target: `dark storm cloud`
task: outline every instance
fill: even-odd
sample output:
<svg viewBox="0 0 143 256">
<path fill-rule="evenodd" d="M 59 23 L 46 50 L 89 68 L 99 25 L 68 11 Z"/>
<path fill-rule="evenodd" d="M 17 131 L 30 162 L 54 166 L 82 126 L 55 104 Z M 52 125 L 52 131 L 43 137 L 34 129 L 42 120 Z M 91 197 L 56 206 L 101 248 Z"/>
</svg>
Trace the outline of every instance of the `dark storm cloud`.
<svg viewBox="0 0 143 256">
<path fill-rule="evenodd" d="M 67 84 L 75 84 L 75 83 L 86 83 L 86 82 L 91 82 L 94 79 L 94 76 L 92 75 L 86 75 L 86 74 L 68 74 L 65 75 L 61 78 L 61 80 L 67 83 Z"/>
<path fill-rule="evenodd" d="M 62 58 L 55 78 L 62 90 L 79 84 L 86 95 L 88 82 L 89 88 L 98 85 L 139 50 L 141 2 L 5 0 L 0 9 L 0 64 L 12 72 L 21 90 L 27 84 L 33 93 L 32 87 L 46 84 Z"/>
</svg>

(Exercise directions): Gather every line of the material that contains the word "outline". Case counts.

(Solution to this problem):
task: outline every instance
Trace the outline of every instance of the `dark storm cloud`.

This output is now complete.